## GIVEN ENTRIES
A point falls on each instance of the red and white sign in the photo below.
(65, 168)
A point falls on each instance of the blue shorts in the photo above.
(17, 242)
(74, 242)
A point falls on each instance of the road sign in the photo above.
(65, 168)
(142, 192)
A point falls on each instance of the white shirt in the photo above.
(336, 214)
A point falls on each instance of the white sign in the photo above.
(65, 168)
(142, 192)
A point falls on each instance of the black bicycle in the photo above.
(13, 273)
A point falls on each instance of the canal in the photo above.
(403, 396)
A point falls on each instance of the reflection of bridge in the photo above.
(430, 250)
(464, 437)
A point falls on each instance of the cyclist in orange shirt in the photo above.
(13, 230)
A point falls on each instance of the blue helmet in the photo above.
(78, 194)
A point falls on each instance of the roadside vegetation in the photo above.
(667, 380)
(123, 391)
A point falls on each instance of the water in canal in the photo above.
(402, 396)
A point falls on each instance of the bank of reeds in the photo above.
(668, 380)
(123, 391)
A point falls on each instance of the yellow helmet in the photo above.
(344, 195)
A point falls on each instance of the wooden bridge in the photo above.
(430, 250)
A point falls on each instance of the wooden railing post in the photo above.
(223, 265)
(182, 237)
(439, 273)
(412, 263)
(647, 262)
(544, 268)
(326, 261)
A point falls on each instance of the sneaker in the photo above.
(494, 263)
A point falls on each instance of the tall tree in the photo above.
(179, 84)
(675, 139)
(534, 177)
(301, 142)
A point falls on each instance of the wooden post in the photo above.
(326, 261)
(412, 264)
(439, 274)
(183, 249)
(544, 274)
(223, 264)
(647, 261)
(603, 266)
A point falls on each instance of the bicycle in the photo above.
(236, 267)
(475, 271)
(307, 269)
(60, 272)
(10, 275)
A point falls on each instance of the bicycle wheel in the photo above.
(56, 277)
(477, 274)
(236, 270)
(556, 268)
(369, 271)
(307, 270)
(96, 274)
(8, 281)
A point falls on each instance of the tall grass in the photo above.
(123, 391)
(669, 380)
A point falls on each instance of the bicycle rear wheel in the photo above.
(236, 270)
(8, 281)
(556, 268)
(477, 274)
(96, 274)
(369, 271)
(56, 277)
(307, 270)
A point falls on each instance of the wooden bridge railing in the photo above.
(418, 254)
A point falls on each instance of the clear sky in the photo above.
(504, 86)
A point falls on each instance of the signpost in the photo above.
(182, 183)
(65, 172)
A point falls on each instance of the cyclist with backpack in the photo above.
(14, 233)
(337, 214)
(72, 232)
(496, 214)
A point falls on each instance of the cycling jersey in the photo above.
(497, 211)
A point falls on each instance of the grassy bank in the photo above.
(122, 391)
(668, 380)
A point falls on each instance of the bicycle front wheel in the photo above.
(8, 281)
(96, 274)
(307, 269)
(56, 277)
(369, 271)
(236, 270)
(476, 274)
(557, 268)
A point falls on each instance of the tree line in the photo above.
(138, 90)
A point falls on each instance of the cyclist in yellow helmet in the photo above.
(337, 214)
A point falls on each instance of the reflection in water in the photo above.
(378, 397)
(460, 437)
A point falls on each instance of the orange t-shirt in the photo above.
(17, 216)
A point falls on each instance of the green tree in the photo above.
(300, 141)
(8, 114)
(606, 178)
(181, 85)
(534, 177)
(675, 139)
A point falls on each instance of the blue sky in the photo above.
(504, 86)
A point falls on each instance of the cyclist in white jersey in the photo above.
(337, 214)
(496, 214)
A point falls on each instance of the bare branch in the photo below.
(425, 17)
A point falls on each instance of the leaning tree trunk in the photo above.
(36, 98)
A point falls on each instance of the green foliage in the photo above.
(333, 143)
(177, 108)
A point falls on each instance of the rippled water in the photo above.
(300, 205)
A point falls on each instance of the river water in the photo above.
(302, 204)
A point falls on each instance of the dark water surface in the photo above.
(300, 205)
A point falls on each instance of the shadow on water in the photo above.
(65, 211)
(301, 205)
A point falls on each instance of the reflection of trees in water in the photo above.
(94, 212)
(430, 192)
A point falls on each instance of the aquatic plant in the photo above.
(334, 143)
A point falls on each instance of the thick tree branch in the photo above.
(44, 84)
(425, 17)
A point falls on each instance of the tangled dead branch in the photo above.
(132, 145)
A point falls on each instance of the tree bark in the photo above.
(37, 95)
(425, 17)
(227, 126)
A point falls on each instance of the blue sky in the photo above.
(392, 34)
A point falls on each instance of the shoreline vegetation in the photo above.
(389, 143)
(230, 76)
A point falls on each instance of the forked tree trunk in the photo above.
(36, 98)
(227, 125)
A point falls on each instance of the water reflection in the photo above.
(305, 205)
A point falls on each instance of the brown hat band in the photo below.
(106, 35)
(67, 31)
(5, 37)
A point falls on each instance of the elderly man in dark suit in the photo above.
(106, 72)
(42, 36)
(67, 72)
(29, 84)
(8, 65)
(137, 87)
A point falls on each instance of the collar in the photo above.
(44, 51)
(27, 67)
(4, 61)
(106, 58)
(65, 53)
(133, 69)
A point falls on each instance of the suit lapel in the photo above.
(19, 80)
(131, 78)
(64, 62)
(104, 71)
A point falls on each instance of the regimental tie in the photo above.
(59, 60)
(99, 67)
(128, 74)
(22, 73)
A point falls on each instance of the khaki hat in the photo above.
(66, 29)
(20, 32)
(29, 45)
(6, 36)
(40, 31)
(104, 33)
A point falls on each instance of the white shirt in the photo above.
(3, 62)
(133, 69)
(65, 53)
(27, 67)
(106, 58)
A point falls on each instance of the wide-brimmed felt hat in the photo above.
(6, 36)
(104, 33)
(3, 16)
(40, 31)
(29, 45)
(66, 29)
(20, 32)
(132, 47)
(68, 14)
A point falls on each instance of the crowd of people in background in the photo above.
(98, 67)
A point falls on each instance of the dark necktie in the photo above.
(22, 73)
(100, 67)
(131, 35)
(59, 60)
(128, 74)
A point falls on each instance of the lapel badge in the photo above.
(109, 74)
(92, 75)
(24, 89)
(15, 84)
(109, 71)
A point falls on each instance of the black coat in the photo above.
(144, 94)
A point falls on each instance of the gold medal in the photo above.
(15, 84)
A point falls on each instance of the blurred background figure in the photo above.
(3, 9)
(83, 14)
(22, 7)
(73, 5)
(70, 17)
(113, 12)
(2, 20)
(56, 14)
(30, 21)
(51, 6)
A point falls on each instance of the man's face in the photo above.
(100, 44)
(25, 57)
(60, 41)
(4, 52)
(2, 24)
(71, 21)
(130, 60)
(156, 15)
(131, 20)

## TO DO
Reproduce word for word the stretch of the material from the line containing "A point falls on each instance of the wide-brimmed" through the end of the material.

## SOLUTION BELOW
A point falls on each instance of the wide-brimmed felt hat in the photo above.
(6, 36)
(104, 33)
(3, 16)
(40, 31)
(29, 45)
(66, 29)
(20, 32)
(132, 47)
(68, 14)
A point falls on each instance of the crowd of people in background in the photo above.
(98, 67)
A point falls on each instance of the dark necktie in the photo above.
(22, 73)
(100, 67)
(131, 35)
(59, 60)
(128, 74)
A point falls on each instance of the lapel badge in the photo above.
(109, 74)
(92, 75)
(24, 89)
(15, 84)
(109, 71)
A point falls on each instance of the black coat in the photo above.
(144, 94)
A point falls on each instance of the gold medal in the photo above.
(15, 84)
A point falls on each instance of the blurred background figure in the photo above.
(3, 9)
(83, 14)
(22, 7)
(73, 5)
(70, 17)
(113, 12)
(2, 20)
(56, 14)
(30, 21)
(51, 6)
A point falls on each instance of the man's face in the photo above.
(100, 44)
(25, 57)
(60, 41)
(4, 52)
(2, 24)
(71, 21)
(130, 60)
(156, 15)
(131, 20)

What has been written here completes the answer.